__WHAT YOU NEED TO DO__
Copy out everything in the listing below from the line containing "Query: white cap" down to the line containing "M 142 102 L", keeping every character the same.

*** RECORDS FOR THE TASK

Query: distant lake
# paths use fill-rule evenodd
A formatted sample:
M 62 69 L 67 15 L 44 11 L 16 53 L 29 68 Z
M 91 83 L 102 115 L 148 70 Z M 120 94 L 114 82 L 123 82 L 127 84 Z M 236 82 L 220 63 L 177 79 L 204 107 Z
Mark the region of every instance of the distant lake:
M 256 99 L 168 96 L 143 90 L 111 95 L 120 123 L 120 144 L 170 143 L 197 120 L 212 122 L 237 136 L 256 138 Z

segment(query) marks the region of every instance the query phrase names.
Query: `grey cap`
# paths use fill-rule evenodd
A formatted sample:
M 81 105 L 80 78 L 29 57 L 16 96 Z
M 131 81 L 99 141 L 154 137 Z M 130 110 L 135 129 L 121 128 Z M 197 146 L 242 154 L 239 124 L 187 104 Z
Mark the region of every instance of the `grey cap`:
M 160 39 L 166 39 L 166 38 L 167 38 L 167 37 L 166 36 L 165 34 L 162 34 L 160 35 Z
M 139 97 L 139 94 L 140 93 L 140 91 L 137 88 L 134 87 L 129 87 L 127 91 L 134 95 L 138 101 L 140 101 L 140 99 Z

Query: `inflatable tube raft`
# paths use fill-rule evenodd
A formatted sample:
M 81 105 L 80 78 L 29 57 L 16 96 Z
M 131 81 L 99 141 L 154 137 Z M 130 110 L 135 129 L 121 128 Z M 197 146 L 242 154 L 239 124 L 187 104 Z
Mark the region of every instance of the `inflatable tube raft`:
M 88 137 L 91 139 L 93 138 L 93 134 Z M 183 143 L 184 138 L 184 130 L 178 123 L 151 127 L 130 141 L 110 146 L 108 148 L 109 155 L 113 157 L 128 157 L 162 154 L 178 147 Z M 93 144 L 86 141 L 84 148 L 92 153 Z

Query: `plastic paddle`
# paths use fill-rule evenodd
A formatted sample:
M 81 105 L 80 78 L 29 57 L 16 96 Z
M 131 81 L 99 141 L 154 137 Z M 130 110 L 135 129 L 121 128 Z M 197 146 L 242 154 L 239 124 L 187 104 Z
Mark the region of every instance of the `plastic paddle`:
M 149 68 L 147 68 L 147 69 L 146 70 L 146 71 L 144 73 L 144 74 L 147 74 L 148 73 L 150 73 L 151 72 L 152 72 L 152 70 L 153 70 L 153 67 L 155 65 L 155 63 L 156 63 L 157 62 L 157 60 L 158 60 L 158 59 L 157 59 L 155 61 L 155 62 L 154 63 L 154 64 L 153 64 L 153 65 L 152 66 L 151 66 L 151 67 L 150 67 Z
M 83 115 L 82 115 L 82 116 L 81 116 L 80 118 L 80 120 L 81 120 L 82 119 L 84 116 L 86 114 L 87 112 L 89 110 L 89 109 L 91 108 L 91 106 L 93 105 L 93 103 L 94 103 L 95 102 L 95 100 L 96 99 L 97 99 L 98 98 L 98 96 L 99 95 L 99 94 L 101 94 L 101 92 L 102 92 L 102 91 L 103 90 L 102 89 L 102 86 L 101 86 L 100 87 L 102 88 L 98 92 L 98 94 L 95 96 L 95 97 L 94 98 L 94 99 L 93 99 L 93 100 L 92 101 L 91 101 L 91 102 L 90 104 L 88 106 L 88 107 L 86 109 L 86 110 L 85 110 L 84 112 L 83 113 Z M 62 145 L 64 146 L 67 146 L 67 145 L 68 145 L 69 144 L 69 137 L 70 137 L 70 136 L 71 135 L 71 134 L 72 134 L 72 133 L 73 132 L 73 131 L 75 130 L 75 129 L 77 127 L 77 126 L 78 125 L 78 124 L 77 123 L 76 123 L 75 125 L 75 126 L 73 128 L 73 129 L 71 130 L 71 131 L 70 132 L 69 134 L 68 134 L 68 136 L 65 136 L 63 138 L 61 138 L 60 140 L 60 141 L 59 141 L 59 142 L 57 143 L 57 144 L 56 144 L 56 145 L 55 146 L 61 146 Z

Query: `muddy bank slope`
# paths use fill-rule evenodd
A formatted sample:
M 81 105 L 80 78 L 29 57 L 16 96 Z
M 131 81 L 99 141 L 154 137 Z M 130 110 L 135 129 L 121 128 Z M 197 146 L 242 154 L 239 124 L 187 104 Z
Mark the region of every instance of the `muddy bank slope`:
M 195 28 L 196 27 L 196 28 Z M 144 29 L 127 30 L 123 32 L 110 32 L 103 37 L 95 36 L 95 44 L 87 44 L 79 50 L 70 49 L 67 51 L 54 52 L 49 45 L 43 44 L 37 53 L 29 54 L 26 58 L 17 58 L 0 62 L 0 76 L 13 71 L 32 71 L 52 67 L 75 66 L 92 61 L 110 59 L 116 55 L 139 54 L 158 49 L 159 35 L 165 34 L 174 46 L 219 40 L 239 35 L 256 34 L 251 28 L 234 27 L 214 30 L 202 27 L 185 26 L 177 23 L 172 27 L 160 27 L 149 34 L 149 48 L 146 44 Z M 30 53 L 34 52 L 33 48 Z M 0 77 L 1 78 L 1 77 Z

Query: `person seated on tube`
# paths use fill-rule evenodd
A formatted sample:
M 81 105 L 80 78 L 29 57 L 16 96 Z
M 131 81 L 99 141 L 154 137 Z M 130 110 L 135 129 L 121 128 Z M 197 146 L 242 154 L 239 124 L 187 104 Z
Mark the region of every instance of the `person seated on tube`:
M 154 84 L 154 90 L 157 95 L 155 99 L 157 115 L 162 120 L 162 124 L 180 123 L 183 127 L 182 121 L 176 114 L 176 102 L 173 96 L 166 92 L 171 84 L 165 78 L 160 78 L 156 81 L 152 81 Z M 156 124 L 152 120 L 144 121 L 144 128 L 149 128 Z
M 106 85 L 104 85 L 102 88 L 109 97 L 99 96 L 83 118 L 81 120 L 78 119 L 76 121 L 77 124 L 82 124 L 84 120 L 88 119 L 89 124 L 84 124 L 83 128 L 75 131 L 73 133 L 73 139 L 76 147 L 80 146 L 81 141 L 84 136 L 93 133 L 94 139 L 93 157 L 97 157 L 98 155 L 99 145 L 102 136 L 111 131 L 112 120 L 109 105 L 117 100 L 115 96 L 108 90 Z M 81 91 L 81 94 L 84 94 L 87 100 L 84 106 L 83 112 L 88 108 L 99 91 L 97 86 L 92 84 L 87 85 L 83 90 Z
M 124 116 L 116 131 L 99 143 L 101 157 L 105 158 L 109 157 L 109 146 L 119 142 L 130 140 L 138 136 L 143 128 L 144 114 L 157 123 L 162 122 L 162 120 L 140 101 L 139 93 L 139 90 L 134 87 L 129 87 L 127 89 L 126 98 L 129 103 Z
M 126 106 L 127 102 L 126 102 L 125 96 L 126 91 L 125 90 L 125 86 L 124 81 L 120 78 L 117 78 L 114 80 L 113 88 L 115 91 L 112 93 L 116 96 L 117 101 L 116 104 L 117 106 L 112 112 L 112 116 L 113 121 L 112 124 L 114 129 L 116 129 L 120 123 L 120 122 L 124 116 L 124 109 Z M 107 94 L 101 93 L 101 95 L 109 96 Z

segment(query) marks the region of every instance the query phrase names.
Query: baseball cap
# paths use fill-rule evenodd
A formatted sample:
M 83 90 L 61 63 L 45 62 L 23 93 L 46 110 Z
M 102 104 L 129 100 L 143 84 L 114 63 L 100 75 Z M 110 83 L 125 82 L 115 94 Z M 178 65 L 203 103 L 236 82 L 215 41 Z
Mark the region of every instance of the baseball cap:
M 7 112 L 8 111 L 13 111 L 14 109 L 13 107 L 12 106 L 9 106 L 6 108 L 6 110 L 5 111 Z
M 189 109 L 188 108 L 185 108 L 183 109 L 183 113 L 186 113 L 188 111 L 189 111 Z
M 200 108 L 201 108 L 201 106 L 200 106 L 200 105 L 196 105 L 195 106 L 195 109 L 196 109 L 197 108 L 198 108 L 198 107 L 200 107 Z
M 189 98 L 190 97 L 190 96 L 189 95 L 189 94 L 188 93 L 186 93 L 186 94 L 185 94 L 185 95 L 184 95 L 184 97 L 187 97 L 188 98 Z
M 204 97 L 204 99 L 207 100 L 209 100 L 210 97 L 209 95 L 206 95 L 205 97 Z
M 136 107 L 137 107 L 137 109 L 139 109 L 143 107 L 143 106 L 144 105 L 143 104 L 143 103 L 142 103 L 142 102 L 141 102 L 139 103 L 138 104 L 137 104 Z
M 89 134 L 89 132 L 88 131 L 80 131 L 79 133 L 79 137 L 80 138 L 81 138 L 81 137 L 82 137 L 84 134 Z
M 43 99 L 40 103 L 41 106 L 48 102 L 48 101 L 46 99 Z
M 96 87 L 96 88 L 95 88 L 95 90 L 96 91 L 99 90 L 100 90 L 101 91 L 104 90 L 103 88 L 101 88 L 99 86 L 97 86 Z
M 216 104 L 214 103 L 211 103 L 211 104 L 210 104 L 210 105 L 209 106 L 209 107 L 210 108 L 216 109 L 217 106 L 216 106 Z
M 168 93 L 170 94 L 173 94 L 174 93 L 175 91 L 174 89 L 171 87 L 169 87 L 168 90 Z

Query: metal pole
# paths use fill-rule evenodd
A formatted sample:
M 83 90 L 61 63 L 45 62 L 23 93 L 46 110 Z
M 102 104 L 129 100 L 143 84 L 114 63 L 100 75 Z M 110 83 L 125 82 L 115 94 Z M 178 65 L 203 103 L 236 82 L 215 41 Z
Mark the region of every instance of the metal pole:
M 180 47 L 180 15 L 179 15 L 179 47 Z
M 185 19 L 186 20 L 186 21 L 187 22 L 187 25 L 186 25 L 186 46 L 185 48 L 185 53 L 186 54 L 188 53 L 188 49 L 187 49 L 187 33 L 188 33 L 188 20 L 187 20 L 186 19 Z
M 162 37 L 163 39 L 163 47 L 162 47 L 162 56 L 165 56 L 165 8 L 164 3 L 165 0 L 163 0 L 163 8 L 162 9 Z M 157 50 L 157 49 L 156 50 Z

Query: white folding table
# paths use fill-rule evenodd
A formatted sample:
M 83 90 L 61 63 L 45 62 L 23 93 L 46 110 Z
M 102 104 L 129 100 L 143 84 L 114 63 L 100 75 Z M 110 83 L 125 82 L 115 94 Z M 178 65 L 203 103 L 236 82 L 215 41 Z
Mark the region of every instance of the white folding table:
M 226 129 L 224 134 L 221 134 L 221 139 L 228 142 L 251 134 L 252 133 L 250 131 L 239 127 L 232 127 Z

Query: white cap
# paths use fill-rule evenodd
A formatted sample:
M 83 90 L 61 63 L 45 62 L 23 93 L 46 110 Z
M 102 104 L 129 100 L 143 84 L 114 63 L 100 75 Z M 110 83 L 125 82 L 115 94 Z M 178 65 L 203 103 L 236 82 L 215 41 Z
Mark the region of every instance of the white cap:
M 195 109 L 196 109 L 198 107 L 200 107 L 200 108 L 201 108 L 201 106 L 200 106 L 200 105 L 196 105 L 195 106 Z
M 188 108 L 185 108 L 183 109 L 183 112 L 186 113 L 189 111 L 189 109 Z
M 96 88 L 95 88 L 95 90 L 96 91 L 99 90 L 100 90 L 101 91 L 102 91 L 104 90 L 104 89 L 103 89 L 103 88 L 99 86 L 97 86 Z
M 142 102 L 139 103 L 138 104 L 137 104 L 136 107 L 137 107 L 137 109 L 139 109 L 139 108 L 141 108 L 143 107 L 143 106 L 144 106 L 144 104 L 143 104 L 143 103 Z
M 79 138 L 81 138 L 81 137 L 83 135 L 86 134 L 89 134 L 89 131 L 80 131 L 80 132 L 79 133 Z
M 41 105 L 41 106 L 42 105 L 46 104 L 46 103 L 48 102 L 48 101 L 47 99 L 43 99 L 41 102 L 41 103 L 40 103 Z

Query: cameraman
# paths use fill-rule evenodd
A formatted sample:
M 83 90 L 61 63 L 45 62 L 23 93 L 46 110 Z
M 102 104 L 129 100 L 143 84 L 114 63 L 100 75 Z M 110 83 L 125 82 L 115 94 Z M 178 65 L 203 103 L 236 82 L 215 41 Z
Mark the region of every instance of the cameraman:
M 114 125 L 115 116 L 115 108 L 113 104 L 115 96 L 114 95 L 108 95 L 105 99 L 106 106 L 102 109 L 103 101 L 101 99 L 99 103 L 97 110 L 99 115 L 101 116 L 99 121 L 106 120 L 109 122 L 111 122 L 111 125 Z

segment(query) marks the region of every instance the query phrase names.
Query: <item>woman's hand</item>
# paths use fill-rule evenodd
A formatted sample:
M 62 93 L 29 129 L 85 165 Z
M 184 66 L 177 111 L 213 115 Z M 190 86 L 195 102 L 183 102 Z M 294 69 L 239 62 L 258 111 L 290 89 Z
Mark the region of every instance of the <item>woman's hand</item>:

******

__CORRECT RESULT__
Query: white cap
# paths use fill-rule evenodd
A formatted sample:
M 83 90 L 61 63 L 45 62 L 23 93 L 46 110 Z
M 102 104 L 129 100 L 143 84 L 114 63 L 100 75 Z M 110 83 L 125 82 L 115 94 Z M 178 65 L 203 103 L 236 82 L 215 41 Z
Mark the region of every instance of the white cap:
M 195 109 L 196 109 L 198 107 L 200 107 L 200 108 L 201 108 L 201 106 L 200 106 L 200 105 L 196 105 L 195 106 Z
M 188 108 L 185 108 L 183 109 L 183 112 L 186 113 L 189 111 L 189 109 Z
M 96 88 L 95 88 L 95 90 L 96 91 L 99 90 L 100 90 L 101 91 L 102 91 L 104 90 L 104 89 L 103 89 L 103 88 L 99 86 L 97 86 Z
M 142 102 L 139 103 L 138 104 L 137 104 L 136 107 L 137 107 L 137 109 L 139 109 L 139 108 L 141 108 L 143 107 L 143 106 L 144 106 L 144 104 L 143 104 L 143 103 Z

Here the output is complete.